BEGIN MATERIAL FOR THIS TASK

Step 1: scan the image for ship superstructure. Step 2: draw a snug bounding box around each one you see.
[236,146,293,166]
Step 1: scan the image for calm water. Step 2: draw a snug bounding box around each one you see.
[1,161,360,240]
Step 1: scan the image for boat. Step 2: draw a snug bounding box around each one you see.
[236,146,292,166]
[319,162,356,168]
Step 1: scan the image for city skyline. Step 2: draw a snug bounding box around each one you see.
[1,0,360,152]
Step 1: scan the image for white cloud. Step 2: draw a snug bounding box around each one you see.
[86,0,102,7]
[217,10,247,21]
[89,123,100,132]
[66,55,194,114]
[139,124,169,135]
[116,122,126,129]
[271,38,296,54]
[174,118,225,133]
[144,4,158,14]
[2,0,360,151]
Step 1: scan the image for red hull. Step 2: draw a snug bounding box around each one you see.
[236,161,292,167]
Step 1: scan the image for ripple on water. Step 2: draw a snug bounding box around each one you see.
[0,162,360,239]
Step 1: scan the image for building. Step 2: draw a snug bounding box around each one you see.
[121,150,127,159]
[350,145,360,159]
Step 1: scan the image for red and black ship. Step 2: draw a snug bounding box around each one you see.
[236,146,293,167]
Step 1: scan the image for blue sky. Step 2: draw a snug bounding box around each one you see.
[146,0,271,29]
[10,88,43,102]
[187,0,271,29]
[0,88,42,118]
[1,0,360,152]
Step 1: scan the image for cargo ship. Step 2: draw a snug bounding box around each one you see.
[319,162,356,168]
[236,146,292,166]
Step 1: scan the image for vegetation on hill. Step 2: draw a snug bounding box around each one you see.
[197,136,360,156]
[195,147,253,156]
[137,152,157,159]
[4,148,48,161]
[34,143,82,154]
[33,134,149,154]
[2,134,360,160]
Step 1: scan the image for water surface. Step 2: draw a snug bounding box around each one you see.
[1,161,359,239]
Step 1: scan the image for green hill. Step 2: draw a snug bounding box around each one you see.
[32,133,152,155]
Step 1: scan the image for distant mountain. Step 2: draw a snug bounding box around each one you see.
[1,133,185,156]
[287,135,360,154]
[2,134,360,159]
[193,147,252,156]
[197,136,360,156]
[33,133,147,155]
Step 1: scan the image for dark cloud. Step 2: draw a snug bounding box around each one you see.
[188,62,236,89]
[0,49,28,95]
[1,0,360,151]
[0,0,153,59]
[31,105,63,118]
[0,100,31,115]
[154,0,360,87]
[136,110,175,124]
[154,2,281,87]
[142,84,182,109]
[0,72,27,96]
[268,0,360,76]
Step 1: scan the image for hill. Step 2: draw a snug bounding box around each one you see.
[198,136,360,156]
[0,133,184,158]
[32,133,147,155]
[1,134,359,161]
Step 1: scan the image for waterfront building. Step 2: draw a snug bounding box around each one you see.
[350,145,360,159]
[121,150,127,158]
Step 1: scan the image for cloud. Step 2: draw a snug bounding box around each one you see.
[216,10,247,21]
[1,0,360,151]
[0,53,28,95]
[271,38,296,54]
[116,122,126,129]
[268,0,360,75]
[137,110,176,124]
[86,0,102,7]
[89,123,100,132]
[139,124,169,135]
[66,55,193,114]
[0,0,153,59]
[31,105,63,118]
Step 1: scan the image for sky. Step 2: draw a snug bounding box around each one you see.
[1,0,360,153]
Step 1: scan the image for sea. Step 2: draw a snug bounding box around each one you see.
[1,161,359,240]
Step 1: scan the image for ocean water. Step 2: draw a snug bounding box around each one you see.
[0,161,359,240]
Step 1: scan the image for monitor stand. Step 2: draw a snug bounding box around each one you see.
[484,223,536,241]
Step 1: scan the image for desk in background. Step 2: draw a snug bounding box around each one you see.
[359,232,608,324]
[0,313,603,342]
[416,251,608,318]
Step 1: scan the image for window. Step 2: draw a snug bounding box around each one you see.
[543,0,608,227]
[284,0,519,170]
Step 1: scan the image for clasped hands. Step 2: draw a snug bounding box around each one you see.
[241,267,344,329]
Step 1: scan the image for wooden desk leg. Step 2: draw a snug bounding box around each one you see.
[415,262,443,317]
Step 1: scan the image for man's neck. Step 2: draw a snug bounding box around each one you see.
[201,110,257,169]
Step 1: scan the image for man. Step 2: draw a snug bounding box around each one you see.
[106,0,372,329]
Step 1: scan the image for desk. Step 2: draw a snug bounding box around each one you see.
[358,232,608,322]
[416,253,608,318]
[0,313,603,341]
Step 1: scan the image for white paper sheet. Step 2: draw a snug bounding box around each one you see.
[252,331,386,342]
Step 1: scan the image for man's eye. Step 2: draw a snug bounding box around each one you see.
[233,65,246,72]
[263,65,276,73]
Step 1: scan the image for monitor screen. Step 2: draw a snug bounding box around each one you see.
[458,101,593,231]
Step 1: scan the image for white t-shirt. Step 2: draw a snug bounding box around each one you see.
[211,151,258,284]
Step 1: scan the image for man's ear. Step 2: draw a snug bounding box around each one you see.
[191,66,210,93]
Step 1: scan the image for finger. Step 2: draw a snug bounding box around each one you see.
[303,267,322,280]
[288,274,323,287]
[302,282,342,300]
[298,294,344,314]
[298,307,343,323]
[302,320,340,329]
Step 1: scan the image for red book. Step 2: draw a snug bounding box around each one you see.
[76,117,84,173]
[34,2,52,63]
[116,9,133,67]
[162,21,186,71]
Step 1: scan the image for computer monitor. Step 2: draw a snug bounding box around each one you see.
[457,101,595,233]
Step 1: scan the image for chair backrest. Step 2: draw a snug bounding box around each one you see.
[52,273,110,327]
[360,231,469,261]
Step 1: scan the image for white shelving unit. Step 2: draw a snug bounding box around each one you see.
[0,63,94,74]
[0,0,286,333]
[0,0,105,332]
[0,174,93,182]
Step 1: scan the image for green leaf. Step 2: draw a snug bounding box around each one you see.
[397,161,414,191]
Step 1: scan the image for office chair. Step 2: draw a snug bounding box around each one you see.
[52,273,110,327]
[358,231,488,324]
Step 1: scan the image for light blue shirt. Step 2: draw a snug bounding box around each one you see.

END MATERIAL FOR THIS TASK

> [ASSIGNMENT] An exact written copy of every entry is the required answer.

> [REPLY TO THE EXERCISE]
Step 1: scan the image for ship superstructure. Step 2: draw a snug bounding box around each one you see.
[236,146,293,166]
Step 1: scan the image for calm water. Step 2: draw a snug bounding box around each one you see.
[1,161,360,240]
Step 1: scan the image for boat. Step 2: draw a snug bounding box around each one you see.
[236,146,292,166]
[319,162,356,168]
Step 1: scan the image for city skyline. Step 2: draw a snug bounding box around each one you see.
[1,0,360,152]
Step 1: scan the image for white cloud. Step 2: draw a snug bounding box around each one you see.
[86,0,102,7]
[217,10,247,21]
[89,123,100,132]
[66,55,194,114]
[139,124,169,135]
[116,122,126,129]
[271,38,296,54]
[174,118,225,133]
[144,4,158,14]
[2,0,360,151]
Step 1: scan the image for red hull. Step 2: draw a snug bounding box around each one you see.
[236,161,292,167]
Step 1: scan the image for ripple on water. Step 2: draw a snug bounding box around each one you see.
[0,162,360,239]
Step 1: scan the image for building. Step 2: draw a snug bounding box around each one you see.
[121,150,127,159]
[350,145,360,159]
Step 1: scan the image for red and black ship. Step 2: draw a snug bounding box around each one you see.
[236,146,293,167]
Step 1: scan the image for blue sky. Step 2: draw a snug bounding box around each one you see.
[146,0,271,29]
[10,88,43,102]
[187,0,271,29]
[0,88,42,118]
[1,0,360,152]
Step 1: scan the image for cargo ship. Step 2: draw a snug bounding box around each one you see.
[319,162,356,168]
[236,146,292,166]
Step 1: scan the image for vegetation on hill. Step 2: draw a snug bounding box around each one you see.
[197,136,360,156]
[195,147,253,156]
[137,152,157,159]
[4,148,48,161]
[34,143,82,154]
[33,134,149,154]
[2,134,360,160]
Step 1: scan the image for water surface. Step 2: draw a snug bounding box around each one you see.
[1,161,359,239]
Step 1: scan the image for green hill. Step 2: draw a snug bounding box around each one you see.
[32,133,152,155]
Step 1: scan the image for distant mountain. Step 2: draw a snug bounding box around each one you see.
[1,133,185,156]
[287,135,360,154]
[2,134,360,159]
[193,147,252,156]
[197,136,360,156]
[33,133,147,155]
Step 1: scan the image for dark cloud. Step 2: draw a snug bounding box around each one you see.
[188,62,236,89]
[0,49,28,95]
[1,0,360,151]
[0,0,153,59]
[31,105,63,118]
[0,100,31,115]
[154,0,360,87]
[136,110,175,124]
[154,2,281,87]
[142,84,182,109]
[0,72,27,96]
[268,0,360,76]
Step 1: scan the image for hill. Step 2: draw a snug bounding box around each one you see.
[198,136,360,156]
[0,133,184,158]
[32,133,147,155]
[1,134,359,161]
Step 1: scan the image for waterfront building. Step 2: draw a snug bounding box around each one you see.
[350,145,360,159]
[121,150,127,158]
Step 1: scan the image for cloud. Step 2: draw a snug bounding box around each one you see.
[216,10,247,21]
[1,0,360,151]
[0,53,28,95]
[271,38,296,54]
[116,122,126,129]
[268,0,360,75]
[137,110,176,124]
[86,0,102,7]
[89,123,100,132]
[139,124,169,135]
[66,55,193,114]
[0,0,153,59]
[31,105,63,118]
Step 1: scan the image for sky. Step 2: draw a snug bounding box around each one you see.
[1,0,360,153]
Step 1: scan the image for sea. Step 2: draw a snug bounding box around each one you see.
[1,161,359,240]
Step 1: scan the image for ocean water. Step 2: draw a snug bounding box around each one you see.
[0,161,359,240]
Step 1: scan the image for monitor stand. Step 2: draw a snug bounding box around each one you see.
[484,223,536,241]
Step 1: scan the image for desk in background. Step 2: draw a snug bounding box around each one you see.
[359,232,608,324]
[0,313,603,342]
[416,251,608,318]
Step 1: scan the image for window. Step 2: draw a snug bounding box around each one you see.
[543,0,608,227]
[284,0,519,170]
Step 1: scan the image for clasped hands. Step 2: draw a snug bounding box around each one you see.
[241,267,344,329]
Step 1: scan the image for wooden desk leg. Step 2: draw a snug bounding box around each one you see.
[415,262,443,317]
Step 1: scan the image for man's neck. Step 2: draw a snug bounding box around each one you see.
[201,110,257,169]
Step 1: scan the image for man. Step 2: draw a snug bounding box around each one you see.
[106,0,372,329]
Step 1: scan the image for desk. Step 2: draw a snug bounding box around each one you see.
[358,232,608,322]
[416,253,608,318]
[0,313,603,341]
Step 1: scan the image for white paper sheet. Step 2: draw a snug bounding box around each one you see.
[252,331,386,342]
Step 1: scan the image for man's eye. Step 2: draw a snug bounding box around each one you see.
[233,65,246,72]
[263,65,276,73]
Step 1: scan the image for monitor screen. Step 2: draw a snug bounding box around each one you see.
[458,101,593,231]
Step 1: scan the image for white t-shirt. Step 2: draw a snug bounding box around each one you see.
[211,151,258,284]
Step 1: scan the image for man's ear. Step 2: draw a snug bounding box around each one you see.
[191,66,210,93]
Step 1: scan the image for finger. Step 2: draw a snug bounding box around each one you see.
[303,267,322,280]
[288,274,323,287]
[302,282,342,300]
[298,294,344,314]
[298,307,343,323]
[302,320,340,329]
Step 1: scan the image for red book. Step 2: draw a snug bounding box around each one you see.
[76,117,84,173]
[34,2,52,63]
[116,9,133,67]
[162,21,186,71]
Step 1: scan the image for computer monitor. Step 2: draw a snug bounding box around each one you see.
[457,101,595,233]
Step 1: scan the image for chair backrest. Step 2: draw a snug bounding box around each one you see.
[52,273,110,327]
[360,231,469,261]
Step 1: scan the image for white shelving unit. Step 2: draw a snug bounding box around each one you see.
[0,63,94,74]
[0,0,286,333]
[0,0,105,332]
[0,174,93,182]
Step 1: scan the image for green leaf. Step 2: draw a snug bounding box around each one you see.
[397,161,414,191]
Step 1: scan the image for office chair. Step 2: draw a snug bounding box around each one you see.
[52,273,110,327]
[358,231,488,324]
Step 1: scan the image for light blue shirt. Step 2: draw a snug bounding box around each one you see.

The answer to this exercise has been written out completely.